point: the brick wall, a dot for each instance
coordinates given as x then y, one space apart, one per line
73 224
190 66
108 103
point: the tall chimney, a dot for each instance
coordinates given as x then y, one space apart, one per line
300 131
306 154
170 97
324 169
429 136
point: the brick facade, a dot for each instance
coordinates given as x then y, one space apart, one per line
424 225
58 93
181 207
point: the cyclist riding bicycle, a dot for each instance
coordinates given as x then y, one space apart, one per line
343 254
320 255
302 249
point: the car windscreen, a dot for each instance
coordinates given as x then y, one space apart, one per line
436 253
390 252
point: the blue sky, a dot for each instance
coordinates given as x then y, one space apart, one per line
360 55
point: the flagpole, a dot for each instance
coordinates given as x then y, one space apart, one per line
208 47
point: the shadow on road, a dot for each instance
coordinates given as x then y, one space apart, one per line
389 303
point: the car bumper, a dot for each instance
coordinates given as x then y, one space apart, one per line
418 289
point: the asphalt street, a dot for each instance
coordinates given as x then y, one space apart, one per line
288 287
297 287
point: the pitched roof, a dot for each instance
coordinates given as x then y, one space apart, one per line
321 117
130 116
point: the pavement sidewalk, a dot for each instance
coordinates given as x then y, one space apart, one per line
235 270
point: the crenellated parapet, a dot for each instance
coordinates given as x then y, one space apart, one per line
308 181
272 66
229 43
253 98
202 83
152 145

---

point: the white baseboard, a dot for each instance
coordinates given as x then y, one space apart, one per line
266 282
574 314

==

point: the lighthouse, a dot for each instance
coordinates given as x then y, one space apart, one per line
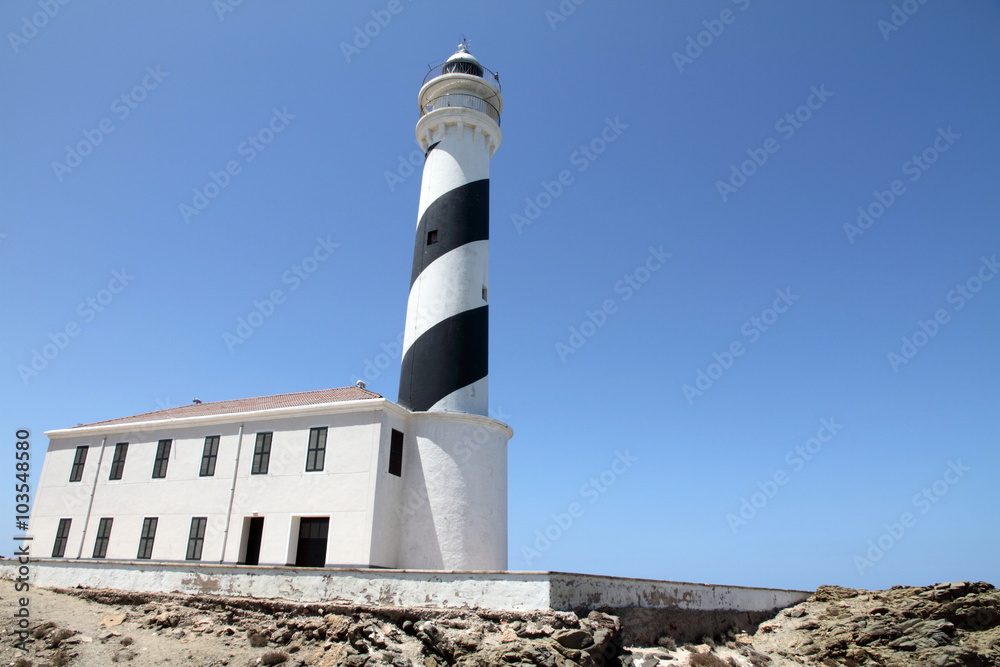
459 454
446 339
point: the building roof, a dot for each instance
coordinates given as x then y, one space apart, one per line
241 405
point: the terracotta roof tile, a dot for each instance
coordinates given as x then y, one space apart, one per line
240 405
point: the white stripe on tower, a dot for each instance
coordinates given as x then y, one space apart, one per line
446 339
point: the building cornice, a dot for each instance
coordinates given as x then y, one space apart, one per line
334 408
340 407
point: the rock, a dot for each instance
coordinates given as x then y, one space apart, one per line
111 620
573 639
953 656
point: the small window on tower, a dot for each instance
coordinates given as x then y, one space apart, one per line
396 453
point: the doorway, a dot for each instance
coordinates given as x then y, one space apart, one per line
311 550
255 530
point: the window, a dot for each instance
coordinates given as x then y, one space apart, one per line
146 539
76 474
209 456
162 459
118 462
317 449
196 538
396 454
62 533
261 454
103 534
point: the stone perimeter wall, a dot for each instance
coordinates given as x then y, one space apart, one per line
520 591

* _EXERCISE BRIEF_: Once you have located every line with the word "building" in the material above, list those lines.

* _EXPECTED ANSWER_:
point: the building roof, a dot for each instance
point: the building cornice, a dot for each instance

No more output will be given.